# WHAT IS EXPECTED
Please output exactly the part of the records below that opens with the line containing "An <instance> block" and closes with the line containing "positive clicks: (318, 348)", both lines included, and nothing else.

Segment Start: EXTRACTED ENTRIES

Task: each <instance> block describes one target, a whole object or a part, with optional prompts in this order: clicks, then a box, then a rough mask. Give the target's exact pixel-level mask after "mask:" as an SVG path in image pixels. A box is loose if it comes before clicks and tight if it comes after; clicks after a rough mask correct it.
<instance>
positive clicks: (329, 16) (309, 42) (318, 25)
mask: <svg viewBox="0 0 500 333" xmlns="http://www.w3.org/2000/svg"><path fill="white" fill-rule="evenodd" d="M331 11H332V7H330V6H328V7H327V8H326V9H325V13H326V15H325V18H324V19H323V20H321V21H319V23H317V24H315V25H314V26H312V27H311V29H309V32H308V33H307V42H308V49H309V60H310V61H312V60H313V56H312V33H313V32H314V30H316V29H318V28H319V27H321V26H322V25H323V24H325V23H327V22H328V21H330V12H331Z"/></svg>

Segment End: EXTRACTED ENTRIES
Segment Start: EXTRACTED ENTRIES

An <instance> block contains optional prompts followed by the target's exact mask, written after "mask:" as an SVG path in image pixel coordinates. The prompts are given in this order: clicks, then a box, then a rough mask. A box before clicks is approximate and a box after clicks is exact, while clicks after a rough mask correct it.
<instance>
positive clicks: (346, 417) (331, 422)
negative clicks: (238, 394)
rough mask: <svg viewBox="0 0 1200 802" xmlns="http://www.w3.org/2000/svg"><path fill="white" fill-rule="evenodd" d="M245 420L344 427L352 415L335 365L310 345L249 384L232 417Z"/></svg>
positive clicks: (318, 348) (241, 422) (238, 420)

Segment End: EXTRACTED ENTRIES

# WRITTEN ANSWER
An <instance> block contains optional prompts followed by the target's exact mask, written after "mask:" as an SVG path in image pixel coordinates. The prompts are given in this order: clicks, then a box, then a rough mask. A box before clicks is approximate and a box after clicks is exact, while clicks after a rough mask correct it.
<instance>
positive clicks: (346, 417) (331, 422)
negative clicks: (238, 394)
rough mask: <svg viewBox="0 0 1200 802" xmlns="http://www.w3.org/2000/svg"><path fill="white" fill-rule="evenodd" d="M245 420L344 427L352 415L335 365L310 345L249 384L232 417Z"/></svg>
positive clicks: (318, 348) (241, 422) (238, 420)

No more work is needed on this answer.